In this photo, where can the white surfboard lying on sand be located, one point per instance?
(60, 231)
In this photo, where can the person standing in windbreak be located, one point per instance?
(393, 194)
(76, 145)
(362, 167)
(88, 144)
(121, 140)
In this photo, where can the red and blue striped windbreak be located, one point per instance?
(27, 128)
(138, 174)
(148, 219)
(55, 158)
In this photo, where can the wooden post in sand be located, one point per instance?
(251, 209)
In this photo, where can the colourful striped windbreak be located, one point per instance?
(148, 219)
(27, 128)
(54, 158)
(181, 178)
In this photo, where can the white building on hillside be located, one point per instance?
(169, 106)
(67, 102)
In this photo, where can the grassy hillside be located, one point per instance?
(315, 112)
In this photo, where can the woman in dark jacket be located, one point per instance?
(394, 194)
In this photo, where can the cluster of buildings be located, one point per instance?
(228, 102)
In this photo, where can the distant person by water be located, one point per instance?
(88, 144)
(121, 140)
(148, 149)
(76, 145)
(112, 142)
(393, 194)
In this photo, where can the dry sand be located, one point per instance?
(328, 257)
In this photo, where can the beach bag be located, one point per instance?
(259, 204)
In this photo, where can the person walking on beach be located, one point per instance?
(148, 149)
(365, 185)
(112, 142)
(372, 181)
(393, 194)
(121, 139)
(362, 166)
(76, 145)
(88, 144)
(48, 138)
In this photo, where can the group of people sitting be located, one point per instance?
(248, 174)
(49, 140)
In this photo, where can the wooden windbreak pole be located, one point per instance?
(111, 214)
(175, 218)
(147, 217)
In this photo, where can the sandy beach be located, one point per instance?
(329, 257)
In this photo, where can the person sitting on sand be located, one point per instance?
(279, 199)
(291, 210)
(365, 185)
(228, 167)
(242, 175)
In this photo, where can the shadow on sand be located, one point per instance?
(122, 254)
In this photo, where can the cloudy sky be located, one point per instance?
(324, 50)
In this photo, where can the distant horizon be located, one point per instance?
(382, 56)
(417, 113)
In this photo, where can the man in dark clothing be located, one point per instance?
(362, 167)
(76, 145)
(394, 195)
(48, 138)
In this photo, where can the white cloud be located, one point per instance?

#### [EXERCISE DETAILS]
The expected output is the complete listing, word for word.

#### [ANSWER]
In this photo, where can the white surfboard lying on sand be located, one point per instance?
(60, 231)
In this photo, where can the person standing in windbreak be located, one point per instance?
(393, 194)
(76, 145)
(362, 167)
(88, 144)
(121, 140)
In this photo, where can the red and blue striped windbreak be located, one point per instance?
(27, 128)
(138, 174)
(148, 219)
(55, 158)
In this photo, where can the wooden post in sand be located, one point per instance?
(251, 209)
In this photo, where can the colourful striped windbreak be located, one point per instance?
(148, 219)
(27, 128)
(54, 158)
(181, 178)
In this photo, where can the white building on hillside be located, one point per instance?
(169, 106)
(67, 102)
In this photo, where can the grassy hillside be located, one point per instance?
(315, 112)
In this photo, where can the woman in dark jacket be located, one point per instance?
(394, 194)
In this photo, where can the cluster of buildings be located, one point per instance?
(228, 102)
In this photo, where can the distant person by water be located, one point per instance?
(88, 144)
(121, 140)
(148, 149)
(76, 145)
(112, 142)
(393, 194)
In this photo, where can the dry sand be located, one point per instance?
(328, 257)
In this photo, where can the beach bag be located, one point per instance?
(259, 204)
In this photo, where can the person walking on beach be located, one point per instance?
(148, 149)
(365, 185)
(112, 142)
(372, 181)
(393, 194)
(121, 139)
(362, 166)
(76, 145)
(88, 144)
(48, 138)
In this photo, where can the group of people sitting be located, one point per instance?
(248, 174)
(49, 140)
In this photo, where can the wooden windbreak pole be located, one point per instance?
(111, 214)
(175, 218)
(147, 217)
In this photo, where can the sandy beach be located, one point per instance?
(329, 257)
In this photo, where can the person sitting on sand be located, one point per instance?
(279, 199)
(291, 210)
(365, 185)
(228, 167)
(242, 175)
In this photo, where can the shadow on sand be located, one point per instance?
(122, 254)
In this photo, where can the cloudy sky be located, one point per instance?
(324, 50)
In this photo, where can the distant horizon be located, one point per instance?
(382, 56)
(417, 113)
In this photo, where can the man in dark clothing be located, one point per instance?
(362, 167)
(76, 145)
(394, 195)
(48, 138)
In this photo, where can the white cloud be located, one point per instance?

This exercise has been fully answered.